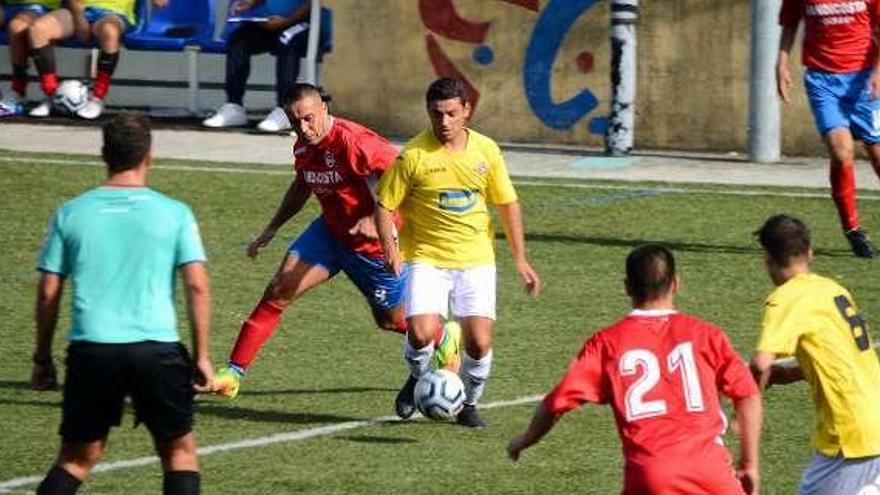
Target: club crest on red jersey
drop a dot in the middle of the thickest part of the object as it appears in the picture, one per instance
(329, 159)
=====
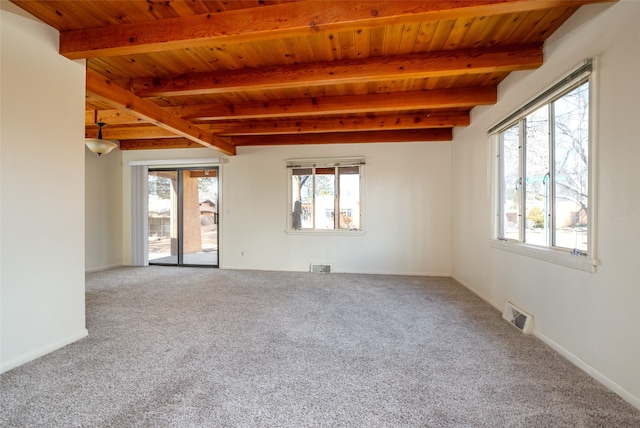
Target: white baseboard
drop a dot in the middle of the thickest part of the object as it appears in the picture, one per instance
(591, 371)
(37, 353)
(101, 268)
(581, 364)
=====
**Exercise instructions**
Search the entries for "Target" and copy each matching line.

**Solution**
Target: club crest on red jersey
Target: white baseboard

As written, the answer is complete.